**Work order:** The lines to repeat run from the one containing "locate: man's face" through the last line of the records below; repeat them exactly and give nothing more.

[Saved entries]
* * * *

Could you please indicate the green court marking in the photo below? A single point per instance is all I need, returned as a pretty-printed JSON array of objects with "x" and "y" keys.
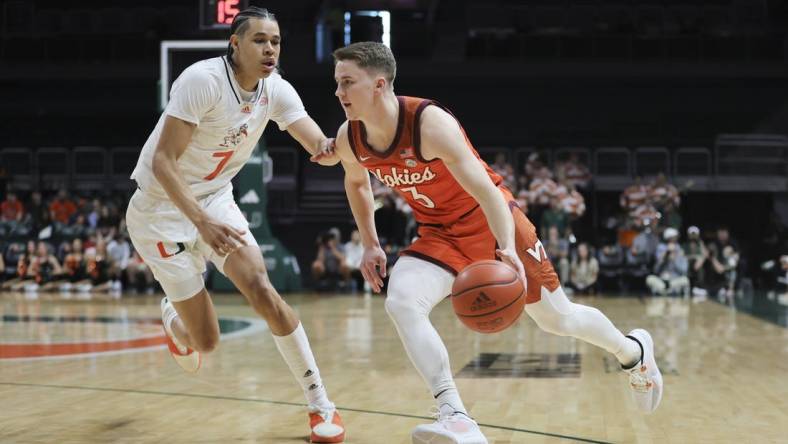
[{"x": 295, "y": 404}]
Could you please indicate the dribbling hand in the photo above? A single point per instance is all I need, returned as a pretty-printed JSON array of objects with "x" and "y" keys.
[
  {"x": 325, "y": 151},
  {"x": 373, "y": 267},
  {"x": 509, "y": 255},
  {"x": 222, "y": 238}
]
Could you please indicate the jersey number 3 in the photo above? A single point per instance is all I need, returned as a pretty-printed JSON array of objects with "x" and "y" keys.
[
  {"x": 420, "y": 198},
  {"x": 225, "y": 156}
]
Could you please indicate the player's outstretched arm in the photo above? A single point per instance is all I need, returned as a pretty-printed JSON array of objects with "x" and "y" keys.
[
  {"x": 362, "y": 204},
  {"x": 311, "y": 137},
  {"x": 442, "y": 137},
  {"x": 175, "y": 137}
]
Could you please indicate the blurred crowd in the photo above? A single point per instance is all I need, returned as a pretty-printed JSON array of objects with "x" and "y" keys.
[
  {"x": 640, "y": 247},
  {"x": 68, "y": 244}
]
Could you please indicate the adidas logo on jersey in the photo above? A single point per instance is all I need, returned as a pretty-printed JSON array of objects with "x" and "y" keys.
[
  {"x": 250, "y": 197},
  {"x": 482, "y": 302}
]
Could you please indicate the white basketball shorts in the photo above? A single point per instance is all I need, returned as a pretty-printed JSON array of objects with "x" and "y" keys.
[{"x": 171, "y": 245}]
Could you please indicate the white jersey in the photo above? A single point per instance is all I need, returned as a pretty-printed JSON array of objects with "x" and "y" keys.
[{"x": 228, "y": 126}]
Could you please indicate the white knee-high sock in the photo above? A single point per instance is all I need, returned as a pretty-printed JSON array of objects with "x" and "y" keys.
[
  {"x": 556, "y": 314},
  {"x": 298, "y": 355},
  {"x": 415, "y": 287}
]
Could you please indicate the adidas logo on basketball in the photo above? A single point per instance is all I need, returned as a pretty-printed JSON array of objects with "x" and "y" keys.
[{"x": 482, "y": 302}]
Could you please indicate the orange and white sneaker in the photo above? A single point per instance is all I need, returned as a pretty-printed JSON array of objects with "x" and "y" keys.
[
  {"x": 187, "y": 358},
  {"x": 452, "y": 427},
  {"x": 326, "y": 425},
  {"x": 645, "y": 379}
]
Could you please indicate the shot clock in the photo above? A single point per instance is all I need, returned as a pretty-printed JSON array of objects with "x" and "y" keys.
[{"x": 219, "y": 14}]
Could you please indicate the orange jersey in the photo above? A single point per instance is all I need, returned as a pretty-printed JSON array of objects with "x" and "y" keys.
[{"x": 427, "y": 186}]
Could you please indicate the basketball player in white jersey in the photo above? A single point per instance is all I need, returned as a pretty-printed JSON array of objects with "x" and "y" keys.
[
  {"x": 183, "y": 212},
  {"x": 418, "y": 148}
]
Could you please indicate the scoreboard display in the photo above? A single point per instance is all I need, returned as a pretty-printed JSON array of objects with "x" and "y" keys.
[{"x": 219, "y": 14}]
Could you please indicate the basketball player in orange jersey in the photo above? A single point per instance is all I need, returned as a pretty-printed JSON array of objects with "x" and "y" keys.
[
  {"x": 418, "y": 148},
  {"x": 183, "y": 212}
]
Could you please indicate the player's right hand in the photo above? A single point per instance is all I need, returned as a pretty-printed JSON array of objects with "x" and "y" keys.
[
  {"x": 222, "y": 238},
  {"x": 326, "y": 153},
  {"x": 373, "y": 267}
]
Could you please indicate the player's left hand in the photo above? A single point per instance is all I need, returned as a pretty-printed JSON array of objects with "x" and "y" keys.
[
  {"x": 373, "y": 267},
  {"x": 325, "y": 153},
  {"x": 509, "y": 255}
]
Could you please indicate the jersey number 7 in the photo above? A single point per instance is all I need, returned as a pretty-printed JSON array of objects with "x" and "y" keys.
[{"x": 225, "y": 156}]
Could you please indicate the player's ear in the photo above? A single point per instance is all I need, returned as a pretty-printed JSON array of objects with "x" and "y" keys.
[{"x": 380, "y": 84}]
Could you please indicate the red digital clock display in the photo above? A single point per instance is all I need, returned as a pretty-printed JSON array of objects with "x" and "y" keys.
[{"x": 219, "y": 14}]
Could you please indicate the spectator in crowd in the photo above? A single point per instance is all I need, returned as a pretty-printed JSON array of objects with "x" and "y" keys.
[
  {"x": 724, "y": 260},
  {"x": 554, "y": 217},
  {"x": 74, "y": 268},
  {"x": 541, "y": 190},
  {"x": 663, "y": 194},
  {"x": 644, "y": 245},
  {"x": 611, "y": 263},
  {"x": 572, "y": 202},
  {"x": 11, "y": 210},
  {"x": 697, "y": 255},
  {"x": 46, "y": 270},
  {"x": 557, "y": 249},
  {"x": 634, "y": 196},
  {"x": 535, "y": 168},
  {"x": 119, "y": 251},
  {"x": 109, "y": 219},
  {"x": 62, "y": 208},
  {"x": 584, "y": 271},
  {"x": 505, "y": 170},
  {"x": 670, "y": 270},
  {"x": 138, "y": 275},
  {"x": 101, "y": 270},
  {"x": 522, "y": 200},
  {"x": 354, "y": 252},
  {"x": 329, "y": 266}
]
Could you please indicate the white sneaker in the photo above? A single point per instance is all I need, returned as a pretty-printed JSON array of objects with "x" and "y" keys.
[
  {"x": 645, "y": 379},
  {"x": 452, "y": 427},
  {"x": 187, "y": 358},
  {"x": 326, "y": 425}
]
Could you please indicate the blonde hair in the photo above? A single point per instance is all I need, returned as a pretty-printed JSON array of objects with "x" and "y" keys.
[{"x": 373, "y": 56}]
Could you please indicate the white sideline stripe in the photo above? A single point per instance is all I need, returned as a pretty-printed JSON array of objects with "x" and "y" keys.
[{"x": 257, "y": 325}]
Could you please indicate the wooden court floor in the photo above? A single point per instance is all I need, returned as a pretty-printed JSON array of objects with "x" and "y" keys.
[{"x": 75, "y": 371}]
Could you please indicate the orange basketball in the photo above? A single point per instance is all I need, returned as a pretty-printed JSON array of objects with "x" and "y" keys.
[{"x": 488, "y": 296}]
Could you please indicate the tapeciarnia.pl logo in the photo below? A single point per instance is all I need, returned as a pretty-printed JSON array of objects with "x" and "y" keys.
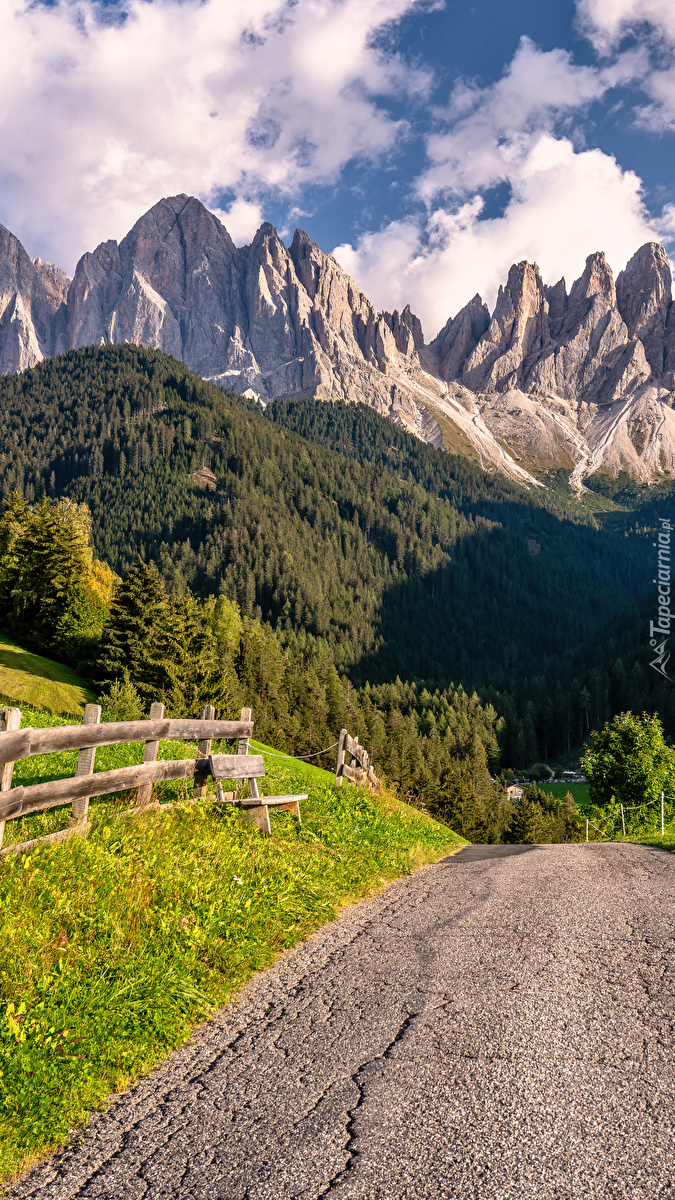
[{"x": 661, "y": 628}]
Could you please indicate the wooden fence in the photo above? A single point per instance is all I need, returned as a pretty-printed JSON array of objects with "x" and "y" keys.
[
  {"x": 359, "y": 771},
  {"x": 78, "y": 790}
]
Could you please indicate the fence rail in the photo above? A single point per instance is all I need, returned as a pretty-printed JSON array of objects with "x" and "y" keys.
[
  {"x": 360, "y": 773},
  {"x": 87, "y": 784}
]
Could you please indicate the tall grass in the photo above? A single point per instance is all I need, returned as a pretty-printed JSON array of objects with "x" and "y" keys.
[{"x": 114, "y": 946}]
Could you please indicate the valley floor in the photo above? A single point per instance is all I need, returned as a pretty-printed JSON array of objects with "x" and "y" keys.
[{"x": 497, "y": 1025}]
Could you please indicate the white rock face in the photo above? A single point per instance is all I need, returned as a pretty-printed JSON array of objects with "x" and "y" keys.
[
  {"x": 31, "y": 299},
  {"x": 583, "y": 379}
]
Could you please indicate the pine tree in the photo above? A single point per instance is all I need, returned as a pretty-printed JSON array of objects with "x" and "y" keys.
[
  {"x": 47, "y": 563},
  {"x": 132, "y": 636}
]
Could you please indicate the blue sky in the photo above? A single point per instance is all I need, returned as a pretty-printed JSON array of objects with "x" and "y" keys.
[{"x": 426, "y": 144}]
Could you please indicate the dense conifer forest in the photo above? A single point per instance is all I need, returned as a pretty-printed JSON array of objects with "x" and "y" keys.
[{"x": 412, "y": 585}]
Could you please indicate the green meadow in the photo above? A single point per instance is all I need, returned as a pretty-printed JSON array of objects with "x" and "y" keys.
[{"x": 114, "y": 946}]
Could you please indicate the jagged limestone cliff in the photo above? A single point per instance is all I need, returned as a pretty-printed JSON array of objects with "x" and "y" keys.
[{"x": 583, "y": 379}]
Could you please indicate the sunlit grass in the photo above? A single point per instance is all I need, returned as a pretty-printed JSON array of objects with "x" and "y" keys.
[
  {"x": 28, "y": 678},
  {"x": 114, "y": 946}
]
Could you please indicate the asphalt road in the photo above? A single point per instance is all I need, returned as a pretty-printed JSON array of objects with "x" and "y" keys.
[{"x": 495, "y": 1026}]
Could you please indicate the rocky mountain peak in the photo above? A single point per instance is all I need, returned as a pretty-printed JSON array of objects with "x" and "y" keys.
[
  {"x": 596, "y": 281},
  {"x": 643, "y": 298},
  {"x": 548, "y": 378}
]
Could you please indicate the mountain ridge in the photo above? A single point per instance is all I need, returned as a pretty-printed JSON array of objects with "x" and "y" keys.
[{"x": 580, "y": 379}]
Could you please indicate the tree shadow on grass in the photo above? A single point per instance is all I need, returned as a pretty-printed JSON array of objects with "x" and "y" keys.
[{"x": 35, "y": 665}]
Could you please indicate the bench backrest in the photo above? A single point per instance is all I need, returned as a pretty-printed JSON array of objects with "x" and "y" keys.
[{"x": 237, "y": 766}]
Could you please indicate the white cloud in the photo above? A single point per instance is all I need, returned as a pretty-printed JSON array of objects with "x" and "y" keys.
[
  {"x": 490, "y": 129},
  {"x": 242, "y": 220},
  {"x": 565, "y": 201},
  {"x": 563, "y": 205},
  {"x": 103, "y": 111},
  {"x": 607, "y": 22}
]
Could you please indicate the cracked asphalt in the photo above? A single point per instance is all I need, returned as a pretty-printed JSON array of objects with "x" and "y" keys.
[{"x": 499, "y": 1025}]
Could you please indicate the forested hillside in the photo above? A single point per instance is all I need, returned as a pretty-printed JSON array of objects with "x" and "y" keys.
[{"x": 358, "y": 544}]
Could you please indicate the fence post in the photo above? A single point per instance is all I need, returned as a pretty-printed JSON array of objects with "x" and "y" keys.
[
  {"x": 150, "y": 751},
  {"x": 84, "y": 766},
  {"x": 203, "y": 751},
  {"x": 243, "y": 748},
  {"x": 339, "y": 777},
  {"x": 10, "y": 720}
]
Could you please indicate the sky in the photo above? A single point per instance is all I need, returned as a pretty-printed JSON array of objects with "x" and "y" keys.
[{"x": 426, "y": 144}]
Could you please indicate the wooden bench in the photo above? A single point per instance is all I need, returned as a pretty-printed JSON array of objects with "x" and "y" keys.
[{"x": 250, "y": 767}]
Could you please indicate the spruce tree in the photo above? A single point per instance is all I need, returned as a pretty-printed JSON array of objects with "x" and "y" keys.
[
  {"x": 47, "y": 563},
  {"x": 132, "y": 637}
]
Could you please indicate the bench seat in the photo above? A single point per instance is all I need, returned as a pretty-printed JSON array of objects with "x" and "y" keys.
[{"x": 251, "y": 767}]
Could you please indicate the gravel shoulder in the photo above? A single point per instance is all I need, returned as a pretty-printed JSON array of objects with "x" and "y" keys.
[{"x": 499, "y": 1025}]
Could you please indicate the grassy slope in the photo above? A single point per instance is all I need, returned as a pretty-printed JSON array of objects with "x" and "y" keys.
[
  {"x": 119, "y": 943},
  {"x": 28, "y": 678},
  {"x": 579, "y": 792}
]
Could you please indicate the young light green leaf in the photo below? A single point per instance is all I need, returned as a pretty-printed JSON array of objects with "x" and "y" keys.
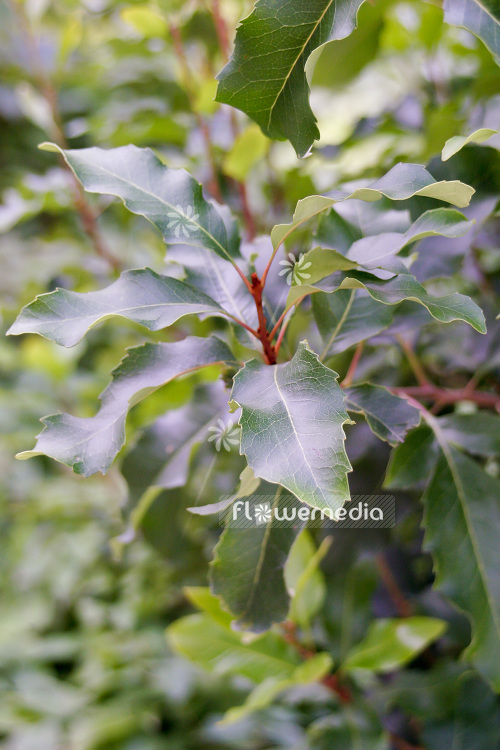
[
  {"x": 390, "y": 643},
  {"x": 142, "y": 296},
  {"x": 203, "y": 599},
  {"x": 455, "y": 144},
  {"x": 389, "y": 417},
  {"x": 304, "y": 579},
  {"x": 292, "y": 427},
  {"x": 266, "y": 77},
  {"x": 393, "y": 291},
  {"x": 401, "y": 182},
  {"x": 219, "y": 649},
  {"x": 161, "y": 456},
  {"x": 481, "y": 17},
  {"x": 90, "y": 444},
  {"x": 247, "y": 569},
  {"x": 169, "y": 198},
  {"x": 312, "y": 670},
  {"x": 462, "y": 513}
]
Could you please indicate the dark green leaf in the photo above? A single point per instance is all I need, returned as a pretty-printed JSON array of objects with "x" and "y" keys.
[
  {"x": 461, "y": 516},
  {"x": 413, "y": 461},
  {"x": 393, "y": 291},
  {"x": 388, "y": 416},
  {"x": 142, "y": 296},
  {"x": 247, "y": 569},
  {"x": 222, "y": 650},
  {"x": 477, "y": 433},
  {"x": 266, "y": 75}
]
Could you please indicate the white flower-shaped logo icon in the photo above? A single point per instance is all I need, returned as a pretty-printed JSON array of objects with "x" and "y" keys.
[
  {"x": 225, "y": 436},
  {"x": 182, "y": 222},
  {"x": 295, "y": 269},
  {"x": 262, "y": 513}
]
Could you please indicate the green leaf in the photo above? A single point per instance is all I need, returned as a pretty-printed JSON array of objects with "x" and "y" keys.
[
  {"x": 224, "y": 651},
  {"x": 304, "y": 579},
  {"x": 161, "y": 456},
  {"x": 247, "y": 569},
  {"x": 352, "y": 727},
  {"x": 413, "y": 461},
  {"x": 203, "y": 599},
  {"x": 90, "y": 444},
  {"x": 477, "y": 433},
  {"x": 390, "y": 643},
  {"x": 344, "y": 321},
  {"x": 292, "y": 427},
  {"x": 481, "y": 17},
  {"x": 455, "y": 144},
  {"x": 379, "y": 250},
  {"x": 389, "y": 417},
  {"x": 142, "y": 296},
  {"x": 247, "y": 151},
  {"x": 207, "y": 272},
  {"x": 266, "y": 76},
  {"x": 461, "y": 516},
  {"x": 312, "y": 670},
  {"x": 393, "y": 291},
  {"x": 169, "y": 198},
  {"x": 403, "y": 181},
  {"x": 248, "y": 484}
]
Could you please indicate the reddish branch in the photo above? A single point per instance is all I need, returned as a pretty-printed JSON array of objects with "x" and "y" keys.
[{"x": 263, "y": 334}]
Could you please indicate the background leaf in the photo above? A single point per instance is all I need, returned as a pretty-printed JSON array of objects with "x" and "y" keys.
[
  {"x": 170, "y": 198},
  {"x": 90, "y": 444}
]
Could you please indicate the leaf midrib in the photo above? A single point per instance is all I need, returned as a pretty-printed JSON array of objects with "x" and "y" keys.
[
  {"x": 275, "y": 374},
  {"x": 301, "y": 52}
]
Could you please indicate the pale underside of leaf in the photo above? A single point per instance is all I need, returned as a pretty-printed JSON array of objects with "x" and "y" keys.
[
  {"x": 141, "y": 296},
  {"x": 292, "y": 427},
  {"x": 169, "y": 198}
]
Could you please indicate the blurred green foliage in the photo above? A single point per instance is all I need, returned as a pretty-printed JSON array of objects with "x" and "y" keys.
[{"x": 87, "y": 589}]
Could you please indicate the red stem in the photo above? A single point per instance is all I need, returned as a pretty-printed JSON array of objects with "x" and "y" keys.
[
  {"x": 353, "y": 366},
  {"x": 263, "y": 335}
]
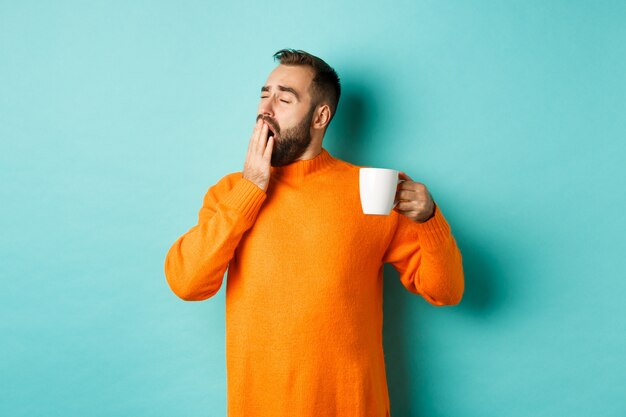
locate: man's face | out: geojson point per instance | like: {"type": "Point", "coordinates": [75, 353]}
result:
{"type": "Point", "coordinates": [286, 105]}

* * * *

**Task answer:**
locate: man's face | out: geojson point per instance | like: {"type": "Point", "coordinates": [75, 353]}
result:
{"type": "Point", "coordinates": [286, 105]}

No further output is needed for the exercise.